§ Problem statement
Below is a block of entries; repeat exactly the lines starting at the line that contains "Category: brown patterned sleeveless top" and ending at the line that contains "Category: sandy gravel ground", both included.
[Supplied entries — start]
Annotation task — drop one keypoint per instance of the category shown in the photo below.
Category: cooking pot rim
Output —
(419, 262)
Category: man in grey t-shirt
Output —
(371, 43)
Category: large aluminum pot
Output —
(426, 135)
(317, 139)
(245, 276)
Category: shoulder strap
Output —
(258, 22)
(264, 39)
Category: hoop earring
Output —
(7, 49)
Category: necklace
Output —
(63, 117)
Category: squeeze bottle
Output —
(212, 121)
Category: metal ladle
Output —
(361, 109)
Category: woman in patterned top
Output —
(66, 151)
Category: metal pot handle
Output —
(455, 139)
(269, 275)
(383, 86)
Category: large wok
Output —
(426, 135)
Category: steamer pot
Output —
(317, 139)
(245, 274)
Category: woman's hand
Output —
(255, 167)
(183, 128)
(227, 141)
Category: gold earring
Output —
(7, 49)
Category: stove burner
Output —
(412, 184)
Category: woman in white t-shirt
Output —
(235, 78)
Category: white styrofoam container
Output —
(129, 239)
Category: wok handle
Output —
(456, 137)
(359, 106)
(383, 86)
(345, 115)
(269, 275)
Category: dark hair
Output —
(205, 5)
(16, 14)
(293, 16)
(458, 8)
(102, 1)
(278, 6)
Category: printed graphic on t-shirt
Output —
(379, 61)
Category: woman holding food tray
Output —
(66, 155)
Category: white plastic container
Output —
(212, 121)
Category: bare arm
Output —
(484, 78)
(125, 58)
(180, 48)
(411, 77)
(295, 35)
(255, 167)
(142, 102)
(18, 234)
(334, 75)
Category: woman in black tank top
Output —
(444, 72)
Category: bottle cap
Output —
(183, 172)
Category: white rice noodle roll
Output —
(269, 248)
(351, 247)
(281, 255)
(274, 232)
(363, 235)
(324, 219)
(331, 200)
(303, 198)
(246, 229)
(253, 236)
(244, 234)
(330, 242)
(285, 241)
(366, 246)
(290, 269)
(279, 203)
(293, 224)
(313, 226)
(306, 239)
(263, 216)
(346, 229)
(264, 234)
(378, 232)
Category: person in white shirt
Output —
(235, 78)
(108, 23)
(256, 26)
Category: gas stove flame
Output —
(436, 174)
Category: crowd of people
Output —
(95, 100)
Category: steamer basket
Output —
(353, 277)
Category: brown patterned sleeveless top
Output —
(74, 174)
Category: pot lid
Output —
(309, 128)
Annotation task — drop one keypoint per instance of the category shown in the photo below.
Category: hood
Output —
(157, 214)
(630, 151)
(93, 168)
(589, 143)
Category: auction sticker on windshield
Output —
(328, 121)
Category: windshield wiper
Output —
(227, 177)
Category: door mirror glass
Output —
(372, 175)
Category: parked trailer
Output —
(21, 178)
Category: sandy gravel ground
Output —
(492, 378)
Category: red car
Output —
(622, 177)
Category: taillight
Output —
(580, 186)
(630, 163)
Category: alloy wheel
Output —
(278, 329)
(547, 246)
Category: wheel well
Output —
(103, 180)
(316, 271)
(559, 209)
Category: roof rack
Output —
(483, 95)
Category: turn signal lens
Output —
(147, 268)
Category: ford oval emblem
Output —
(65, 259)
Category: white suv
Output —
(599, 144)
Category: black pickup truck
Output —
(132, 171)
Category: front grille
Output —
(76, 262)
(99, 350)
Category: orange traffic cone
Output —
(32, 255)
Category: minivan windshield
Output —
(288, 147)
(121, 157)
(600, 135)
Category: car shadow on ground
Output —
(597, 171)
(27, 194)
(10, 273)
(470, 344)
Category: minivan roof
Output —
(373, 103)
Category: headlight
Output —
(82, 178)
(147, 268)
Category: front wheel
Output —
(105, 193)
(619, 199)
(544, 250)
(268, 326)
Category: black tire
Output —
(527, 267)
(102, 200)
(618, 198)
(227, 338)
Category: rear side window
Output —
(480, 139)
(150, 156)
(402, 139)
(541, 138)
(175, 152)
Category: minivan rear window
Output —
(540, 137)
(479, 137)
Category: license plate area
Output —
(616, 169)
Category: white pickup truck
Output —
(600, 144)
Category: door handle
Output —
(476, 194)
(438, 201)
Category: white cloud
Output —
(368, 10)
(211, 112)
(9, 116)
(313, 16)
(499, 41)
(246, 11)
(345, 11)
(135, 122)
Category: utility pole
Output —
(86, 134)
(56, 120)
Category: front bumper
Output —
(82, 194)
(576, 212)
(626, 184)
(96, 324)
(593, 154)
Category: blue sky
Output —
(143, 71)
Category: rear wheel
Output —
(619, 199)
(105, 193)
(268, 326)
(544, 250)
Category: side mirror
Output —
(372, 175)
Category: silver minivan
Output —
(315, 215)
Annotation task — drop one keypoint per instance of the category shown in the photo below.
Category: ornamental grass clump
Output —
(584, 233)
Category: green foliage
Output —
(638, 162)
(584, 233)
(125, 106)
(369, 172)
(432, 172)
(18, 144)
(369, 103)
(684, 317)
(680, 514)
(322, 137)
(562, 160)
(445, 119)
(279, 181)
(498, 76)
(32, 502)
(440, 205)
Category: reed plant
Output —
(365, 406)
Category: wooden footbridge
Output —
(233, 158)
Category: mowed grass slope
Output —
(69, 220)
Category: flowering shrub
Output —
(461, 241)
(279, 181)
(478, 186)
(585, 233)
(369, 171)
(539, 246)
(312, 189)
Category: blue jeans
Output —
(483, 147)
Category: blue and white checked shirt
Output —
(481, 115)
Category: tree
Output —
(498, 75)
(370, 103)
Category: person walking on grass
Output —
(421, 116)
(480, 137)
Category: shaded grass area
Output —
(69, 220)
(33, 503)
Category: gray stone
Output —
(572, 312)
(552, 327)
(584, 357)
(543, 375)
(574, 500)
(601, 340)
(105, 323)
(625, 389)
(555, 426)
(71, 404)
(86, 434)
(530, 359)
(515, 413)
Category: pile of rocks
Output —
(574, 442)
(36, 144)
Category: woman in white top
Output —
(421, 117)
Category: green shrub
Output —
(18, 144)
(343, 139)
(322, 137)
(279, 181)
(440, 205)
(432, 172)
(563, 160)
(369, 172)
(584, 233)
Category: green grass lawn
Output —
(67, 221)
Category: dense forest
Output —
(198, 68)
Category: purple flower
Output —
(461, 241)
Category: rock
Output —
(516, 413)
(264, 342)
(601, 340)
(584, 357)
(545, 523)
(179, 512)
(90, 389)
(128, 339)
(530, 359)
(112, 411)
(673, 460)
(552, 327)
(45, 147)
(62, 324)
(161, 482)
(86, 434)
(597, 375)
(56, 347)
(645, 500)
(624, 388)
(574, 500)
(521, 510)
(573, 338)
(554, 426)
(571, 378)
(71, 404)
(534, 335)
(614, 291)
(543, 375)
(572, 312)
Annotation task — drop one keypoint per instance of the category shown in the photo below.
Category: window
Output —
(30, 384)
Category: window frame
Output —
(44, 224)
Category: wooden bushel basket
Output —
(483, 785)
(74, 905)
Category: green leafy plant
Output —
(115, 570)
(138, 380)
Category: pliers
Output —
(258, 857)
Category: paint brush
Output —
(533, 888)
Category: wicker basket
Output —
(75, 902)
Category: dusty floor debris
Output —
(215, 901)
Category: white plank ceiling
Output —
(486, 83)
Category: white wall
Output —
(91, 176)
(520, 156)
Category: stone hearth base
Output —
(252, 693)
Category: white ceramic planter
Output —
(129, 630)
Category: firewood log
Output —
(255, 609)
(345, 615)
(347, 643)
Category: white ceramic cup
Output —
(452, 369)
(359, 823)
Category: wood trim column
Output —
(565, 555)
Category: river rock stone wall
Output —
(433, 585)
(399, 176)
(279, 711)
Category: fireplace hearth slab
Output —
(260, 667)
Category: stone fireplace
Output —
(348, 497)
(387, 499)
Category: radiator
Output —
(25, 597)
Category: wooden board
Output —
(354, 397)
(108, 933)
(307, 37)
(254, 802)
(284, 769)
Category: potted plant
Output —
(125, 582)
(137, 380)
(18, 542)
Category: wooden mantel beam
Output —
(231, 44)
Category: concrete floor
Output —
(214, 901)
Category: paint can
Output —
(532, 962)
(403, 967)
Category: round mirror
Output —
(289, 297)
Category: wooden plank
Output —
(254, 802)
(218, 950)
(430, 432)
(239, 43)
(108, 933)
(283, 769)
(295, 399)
[Supplied entries — finish]
§ Response area
Category: brown patterned sleeveless top
Output —
(74, 174)
Category: pot lid
Output —
(309, 128)
Annotation task — drop one keypoint per instance of the category shown in the photo below.
Category: hood
Output —
(157, 214)
(630, 151)
(93, 168)
(589, 143)
Category: auction sticker on windshield
Output —
(328, 121)
Category: windshield wiper
Output —
(227, 177)
Category: door mirror glass
Output —
(372, 175)
Category: parked trailer
Output —
(21, 178)
Category: sandy gravel ground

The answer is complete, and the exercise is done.